Supplied passage -
##############################
OpenClaw, Dissected: One Daemon, Many Mouths, and a Folder of Markdown
Why OpenClaw hit 347k GitHub stars in five months — a layer-by-layer walkthrough of the architecture, the markdown-as-memory trick, and the recursion that makes it feel magical.
A few weeks ago I started reading the OpenClaw codebase because my company asked me to give an internal presentation on it. I went in skeptical — every "open-source AI agent" I'd looked at before had been a thin LangChain wrapper with a Discord bot stapled to the side. OpenClaw is different. It's the first one where I came out the other end thinking oh, the shape of this is actually right.
This is the same explainer I gave the team, written down. If you're trying to figure out why OpenClaw hit 347,000 GitHub stars in five months, the short version is: it's not new ML, it's good plumbing. The long version is the rest of this post.
What OpenClaw actually is
OpenClaw is a self-hosted runtime for a personal AI agent. It runs as a long-lived daemon on your machine. Messaging platforms — WhatsApp, Telegram, Discord, iMessage, Slack, and twenty-odd others — connect into it. It calls an LLM (Claude, GPT, or a local model), executes tools on your behalf, remembers things across conversations, and can extend itself with new "skills" that are literally just folders of markdown.
##############################
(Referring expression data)

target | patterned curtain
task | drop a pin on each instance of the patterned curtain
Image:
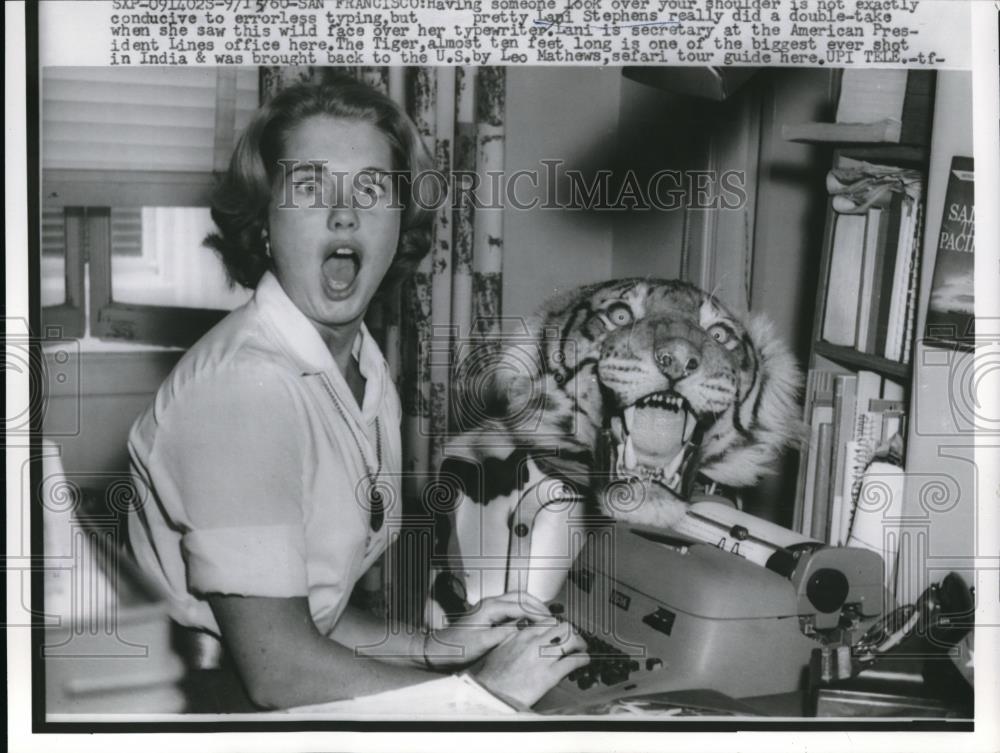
(454, 295)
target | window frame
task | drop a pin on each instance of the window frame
(87, 197)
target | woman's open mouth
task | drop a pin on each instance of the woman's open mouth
(340, 270)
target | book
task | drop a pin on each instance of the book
(950, 312)
(867, 302)
(844, 415)
(859, 449)
(895, 324)
(820, 526)
(844, 280)
(802, 506)
(913, 291)
(884, 273)
(819, 411)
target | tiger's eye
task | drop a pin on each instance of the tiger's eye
(619, 315)
(719, 333)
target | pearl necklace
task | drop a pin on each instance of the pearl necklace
(375, 501)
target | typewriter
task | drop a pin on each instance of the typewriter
(723, 601)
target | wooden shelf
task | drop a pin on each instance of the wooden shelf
(857, 360)
(863, 140)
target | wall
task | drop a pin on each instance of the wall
(88, 414)
(655, 133)
(570, 115)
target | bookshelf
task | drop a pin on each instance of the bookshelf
(862, 343)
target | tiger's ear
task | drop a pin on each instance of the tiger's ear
(773, 406)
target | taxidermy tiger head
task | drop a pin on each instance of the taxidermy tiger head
(646, 383)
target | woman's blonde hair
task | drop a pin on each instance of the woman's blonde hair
(241, 201)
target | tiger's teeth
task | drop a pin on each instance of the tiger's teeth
(630, 459)
(669, 471)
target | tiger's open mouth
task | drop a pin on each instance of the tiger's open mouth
(654, 439)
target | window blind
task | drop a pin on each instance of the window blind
(143, 118)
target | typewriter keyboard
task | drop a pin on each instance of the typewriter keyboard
(608, 664)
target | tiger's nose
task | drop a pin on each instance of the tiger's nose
(677, 358)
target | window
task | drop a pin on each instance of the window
(129, 158)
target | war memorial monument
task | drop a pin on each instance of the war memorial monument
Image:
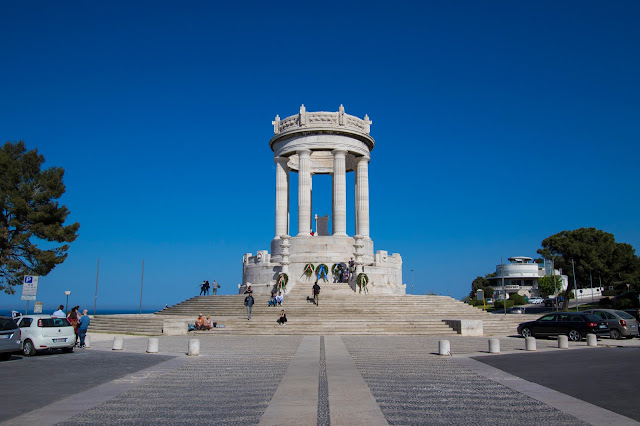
(317, 143)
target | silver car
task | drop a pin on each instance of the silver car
(10, 342)
(620, 323)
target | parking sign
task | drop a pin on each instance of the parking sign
(30, 287)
##############################
What you need to do -
a) Answer these questions using the OpenClaw post, marking each answer as the question is marked:
(i) How many GitHub stars did OpenClaw reach, and over what span of time?
(ii) What did the writer's company ask for that led to reading the OpenClaw codebase?
(iii) What does the OpenClaw post say new "skills" literally are?
b) Continue the OpenClaw post, picking up right after its last sentence.
The listing is separate material and has no connection to the OpenClaw post.

Your written answers -
a)
(i) 347,000 GitHub stars in five months.
(ii) An internal presentation on OpenClaw.
(iii) Folders of markdown.

b)
The closest comparison isn't ChatGPT. It's a Discord bot that thinks, has a memory, and can answer your WhatsApp.
Why this got built — the before-picture
The thing every existing tool got almost right but not quite:
| Existing system | What it does well | The hole |
|---|---|---|
| Claude / ChatGPT (browser) | Smart conversation | Trapped in a tab. No persistent memory. Can't touch your files. Can't message you first. |
| Claude Code / Codex CLI | Agentic; can run shell | Lives in your terminal. You go to it. |
| Siri / Alexa | Always-on, in messaging surfaces | Dumb and locked down. |
| Zapier / n8n | Integrates services | Flowcharts, not conversation. |
| OpenClaw | All four glued together; self-hosted | The integration is the product. |
The LLMs were already smart enough. Nobody had assembled the missing pieces into one runtime a single person could self-host. That's the entire pitch.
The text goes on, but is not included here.